**Task details**
Only those lines from the one with "Tag every instance of the black office" through the last line of the material belong in the answer, each repeated exactly.
*** Opening Input for this task ***
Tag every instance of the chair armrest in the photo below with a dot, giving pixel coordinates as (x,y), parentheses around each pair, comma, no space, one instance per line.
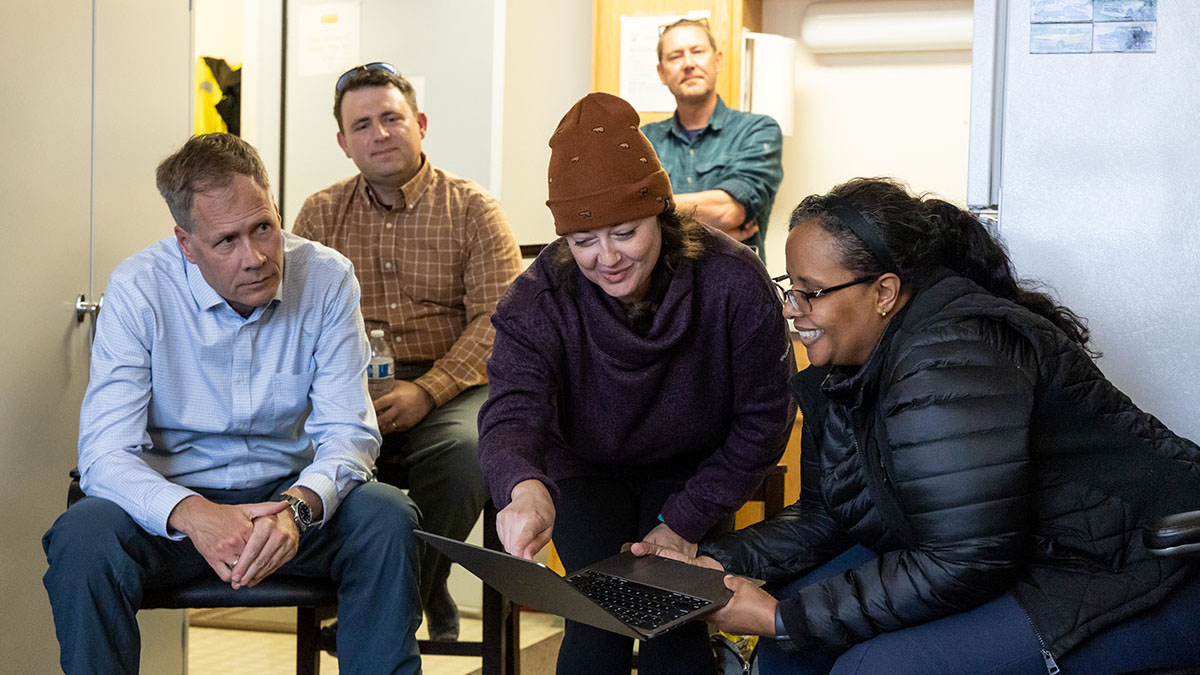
(1177,533)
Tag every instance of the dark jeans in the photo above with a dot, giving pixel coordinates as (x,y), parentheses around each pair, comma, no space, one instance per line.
(100,562)
(996,638)
(594,518)
(438,461)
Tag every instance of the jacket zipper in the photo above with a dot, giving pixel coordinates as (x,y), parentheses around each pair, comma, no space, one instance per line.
(1047,657)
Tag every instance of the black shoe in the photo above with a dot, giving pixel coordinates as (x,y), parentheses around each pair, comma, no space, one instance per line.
(442,615)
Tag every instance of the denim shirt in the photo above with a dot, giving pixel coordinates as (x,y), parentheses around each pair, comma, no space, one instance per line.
(738,153)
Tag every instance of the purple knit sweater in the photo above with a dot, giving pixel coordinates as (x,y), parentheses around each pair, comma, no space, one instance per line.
(702,396)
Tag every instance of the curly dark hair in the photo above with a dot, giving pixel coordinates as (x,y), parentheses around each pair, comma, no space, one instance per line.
(927,236)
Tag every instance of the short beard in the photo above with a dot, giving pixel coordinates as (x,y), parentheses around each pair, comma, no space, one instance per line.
(694,99)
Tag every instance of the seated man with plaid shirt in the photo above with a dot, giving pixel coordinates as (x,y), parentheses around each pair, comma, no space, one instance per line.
(433,254)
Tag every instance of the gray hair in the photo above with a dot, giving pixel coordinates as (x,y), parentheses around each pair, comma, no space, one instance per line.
(701,24)
(204,162)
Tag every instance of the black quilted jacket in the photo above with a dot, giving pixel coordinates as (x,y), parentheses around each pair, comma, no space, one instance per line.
(977,452)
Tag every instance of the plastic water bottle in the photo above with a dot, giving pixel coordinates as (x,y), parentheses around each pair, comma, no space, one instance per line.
(381,370)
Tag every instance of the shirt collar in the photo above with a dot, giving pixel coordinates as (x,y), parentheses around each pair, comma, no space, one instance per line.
(408,195)
(717,120)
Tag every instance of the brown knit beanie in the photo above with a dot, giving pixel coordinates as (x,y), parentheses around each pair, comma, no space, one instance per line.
(603,169)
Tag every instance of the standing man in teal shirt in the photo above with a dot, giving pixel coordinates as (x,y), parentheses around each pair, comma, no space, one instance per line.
(724,163)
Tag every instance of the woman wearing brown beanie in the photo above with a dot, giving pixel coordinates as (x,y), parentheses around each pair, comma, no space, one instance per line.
(639,377)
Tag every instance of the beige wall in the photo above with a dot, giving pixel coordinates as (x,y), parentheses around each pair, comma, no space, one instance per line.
(547,67)
(900,114)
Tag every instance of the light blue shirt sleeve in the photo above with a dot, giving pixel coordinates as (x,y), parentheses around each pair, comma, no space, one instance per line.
(186,394)
(342,423)
(113,419)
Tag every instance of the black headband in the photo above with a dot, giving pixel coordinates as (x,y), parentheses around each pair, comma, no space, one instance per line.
(862,228)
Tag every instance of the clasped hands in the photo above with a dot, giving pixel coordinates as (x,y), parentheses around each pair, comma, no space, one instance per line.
(526,525)
(243,543)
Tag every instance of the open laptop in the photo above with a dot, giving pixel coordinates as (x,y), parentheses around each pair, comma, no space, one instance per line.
(640,597)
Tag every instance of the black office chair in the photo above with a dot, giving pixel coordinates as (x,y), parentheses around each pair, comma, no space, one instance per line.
(316,599)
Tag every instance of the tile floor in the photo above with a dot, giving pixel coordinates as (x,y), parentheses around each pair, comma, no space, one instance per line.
(219,651)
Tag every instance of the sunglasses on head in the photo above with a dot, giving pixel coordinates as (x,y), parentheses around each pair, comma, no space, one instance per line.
(372,66)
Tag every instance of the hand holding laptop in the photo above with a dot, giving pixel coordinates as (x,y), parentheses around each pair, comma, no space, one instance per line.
(665,536)
(525,525)
(750,611)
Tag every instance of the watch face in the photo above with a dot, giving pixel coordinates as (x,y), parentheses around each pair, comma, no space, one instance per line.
(304,513)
*** Closing Input for this task ***
**Answer below**
Tag every instance of the black office chair in the photo above with a dot, giving pixel coordinates as (x,y), parentheses around each pair, comma, no space, one instance per line.
(316,599)
Tag every instance of the tile floor in the photo above with a dot, giving pixel coordinates as (x,y), parentheses around each pair, comma, no space, one instance per line.
(219,651)
Tag every instance of the sunglasses on head in the photo above with a dot, giving pixel coordinates as (x,y), parentheses around each pair, comma, no space, one instance per line.
(372,66)
Tag every instance of the hand holding laptop in the photo above with a dot, giving pixel coordinates as (x,y), parentheses around each pair, comma, no space, one instance per line.
(665,536)
(525,525)
(750,611)
Tag every instance of the watch face in the photo above with a dot, giving pixel coordinates as (x,y), parentheses around each pair, comma, no space, one instance per line.
(304,513)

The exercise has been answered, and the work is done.